## start

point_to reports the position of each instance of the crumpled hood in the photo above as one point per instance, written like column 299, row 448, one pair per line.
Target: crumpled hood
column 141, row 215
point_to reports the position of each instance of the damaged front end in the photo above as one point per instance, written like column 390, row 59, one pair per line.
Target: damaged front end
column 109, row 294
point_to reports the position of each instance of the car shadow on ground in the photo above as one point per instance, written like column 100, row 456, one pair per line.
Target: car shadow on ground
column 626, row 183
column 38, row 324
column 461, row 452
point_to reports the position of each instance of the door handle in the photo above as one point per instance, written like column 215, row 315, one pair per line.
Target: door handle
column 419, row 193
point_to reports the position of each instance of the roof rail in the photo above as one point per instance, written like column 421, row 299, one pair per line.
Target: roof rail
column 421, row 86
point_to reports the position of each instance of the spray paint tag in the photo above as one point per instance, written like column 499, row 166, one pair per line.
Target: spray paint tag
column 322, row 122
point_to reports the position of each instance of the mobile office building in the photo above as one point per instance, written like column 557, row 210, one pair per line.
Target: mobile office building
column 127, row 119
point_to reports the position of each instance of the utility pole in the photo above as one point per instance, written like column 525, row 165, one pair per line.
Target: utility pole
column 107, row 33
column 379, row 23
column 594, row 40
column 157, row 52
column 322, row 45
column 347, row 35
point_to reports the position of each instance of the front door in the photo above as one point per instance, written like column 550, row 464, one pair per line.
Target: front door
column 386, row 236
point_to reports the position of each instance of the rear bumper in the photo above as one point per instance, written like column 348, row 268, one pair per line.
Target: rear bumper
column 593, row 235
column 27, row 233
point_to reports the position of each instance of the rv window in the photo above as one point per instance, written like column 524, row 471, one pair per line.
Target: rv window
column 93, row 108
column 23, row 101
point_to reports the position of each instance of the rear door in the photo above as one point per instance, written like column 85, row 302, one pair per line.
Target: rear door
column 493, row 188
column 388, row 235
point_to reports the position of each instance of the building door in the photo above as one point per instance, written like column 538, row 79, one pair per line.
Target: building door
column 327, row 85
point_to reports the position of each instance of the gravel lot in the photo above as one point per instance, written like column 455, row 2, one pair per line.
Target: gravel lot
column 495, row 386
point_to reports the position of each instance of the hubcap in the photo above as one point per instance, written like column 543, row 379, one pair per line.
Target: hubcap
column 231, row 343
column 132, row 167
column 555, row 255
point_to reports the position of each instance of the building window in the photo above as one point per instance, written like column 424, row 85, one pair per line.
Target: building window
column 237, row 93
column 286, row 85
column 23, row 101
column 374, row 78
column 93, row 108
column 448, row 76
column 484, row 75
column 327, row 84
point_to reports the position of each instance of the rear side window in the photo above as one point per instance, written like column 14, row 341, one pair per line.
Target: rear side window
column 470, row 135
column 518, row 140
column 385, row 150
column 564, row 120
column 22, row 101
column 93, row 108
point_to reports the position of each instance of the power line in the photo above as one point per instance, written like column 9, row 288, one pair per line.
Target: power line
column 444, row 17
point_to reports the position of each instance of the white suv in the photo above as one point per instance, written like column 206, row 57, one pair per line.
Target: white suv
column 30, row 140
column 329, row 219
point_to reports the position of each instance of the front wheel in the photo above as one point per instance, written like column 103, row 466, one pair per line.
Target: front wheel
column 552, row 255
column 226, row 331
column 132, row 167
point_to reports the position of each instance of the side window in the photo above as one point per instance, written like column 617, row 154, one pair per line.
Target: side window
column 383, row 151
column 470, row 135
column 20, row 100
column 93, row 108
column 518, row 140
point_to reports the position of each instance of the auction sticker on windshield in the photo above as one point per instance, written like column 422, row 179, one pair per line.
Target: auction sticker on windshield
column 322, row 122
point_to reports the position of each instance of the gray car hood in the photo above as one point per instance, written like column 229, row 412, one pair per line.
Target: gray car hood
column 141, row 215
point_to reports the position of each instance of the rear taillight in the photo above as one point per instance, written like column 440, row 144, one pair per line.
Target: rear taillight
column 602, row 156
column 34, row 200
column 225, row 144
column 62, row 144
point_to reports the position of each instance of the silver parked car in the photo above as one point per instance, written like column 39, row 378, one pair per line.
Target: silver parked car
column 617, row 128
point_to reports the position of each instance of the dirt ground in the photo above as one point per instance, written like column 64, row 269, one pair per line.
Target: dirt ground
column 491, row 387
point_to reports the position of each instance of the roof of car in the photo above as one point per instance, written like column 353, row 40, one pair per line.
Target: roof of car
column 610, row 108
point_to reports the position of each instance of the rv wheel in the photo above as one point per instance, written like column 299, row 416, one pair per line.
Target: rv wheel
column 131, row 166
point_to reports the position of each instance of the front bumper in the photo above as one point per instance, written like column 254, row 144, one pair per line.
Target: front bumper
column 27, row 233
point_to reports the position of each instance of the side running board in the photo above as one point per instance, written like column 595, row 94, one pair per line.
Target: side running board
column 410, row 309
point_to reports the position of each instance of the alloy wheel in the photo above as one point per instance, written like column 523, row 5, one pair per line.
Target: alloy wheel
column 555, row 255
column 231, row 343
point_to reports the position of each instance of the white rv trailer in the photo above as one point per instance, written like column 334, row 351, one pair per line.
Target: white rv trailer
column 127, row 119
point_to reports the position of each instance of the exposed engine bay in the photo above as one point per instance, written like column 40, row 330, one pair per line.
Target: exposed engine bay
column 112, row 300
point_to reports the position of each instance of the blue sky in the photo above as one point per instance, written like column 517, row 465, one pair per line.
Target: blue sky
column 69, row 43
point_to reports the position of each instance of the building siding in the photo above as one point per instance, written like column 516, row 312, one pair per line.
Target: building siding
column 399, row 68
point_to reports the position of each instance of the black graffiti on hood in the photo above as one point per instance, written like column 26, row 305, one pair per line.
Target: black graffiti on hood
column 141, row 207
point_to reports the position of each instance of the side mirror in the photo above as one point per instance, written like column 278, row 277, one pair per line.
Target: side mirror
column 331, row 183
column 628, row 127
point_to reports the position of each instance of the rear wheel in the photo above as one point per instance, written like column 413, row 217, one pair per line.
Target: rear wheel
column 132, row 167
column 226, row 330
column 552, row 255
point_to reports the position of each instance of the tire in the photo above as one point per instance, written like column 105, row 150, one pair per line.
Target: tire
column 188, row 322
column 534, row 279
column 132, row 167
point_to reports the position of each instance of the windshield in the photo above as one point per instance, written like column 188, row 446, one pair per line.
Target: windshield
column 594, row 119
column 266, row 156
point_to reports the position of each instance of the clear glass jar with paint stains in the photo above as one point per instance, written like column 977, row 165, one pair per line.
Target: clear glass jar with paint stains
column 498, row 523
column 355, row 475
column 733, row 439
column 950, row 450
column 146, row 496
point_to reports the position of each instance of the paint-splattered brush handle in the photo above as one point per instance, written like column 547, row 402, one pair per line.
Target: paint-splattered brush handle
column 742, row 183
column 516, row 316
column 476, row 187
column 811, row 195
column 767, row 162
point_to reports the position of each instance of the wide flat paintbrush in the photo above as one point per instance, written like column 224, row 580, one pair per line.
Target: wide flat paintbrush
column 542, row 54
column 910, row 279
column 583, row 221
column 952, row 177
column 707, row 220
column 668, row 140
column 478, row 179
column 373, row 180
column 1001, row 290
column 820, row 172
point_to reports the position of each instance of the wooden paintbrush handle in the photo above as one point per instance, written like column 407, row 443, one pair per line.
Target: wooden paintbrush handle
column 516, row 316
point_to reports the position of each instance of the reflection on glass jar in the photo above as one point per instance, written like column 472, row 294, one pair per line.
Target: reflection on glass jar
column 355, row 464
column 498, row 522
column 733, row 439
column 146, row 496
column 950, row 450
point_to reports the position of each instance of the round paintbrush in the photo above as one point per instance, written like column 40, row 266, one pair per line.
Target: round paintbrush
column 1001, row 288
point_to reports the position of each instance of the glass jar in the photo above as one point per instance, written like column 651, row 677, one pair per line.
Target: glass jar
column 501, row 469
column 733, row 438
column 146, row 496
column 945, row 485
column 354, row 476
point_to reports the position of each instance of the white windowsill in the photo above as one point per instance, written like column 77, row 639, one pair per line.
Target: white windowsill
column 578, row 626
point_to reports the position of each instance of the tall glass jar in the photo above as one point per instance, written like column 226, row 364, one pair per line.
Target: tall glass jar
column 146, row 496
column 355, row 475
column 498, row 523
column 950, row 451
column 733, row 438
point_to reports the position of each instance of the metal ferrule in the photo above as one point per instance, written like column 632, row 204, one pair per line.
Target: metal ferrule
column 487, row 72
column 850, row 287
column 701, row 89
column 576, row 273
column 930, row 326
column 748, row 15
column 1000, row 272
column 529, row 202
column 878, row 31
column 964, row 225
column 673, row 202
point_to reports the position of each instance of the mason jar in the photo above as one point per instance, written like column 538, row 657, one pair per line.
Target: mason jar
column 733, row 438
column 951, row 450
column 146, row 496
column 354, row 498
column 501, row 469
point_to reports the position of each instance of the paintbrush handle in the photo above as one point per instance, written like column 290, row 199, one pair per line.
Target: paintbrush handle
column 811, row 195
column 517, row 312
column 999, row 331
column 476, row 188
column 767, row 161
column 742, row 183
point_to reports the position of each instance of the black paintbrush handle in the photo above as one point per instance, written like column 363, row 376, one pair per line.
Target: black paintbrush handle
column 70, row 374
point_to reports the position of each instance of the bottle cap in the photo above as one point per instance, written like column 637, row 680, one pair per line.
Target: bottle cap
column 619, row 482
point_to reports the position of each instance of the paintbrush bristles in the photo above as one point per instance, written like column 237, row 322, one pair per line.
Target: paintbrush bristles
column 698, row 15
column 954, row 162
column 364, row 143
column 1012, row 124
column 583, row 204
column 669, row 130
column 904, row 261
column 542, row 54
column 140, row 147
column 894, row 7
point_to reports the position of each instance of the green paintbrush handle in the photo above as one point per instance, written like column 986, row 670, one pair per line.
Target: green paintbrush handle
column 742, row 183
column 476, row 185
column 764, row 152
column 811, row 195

## end

(PROBLEM REQUIREMENTS):
Turn the items in the part that opens with the line containing "point_to reports the position of each instance of the auction" and closes with the line containing "column 610, row 108" into a two-column CSV with the headers item_text and coordinates, one row per item. Put each item's text and its answer each in its own quoted field, replacing line breaks with spaces.

(RESULT FOR THIS TASK):
item_text,coordinates
"point_to reports the position of each instance of the auction sticker on windshield in the photo above as one point per instance, written like column 422, row 179, one pair per line. Target: auction sticker on windshield","column 322, row 122"
"point_to reports the position of each instance of the gray car hood in the photo above as one point per instance, written like column 229, row 412, one pair per line. Target: gray car hood","column 141, row 215"
"point_to reports the position of each instance of the rear taillight in the photo above as one point per instance, written like column 440, row 144, one pair per line. Target: rear taillight","column 602, row 156 column 34, row 200 column 225, row 144 column 62, row 144"
"point_to reports the position of each instance of the silver parked car in the photo above as one point per instance, written like column 39, row 378, one pair per line. Target: silver parked car","column 617, row 128"
"point_to reports the position of each instance of the dirt ground in the photo above as one point per instance, written like column 64, row 269, one pair per line. Target: dirt ground","column 491, row 387"
"point_to reports the position of each instance of the roof of car in the photo above as one point per instance, written like column 353, row 40, one pair per line. Target: roof of car","column 610, row 108"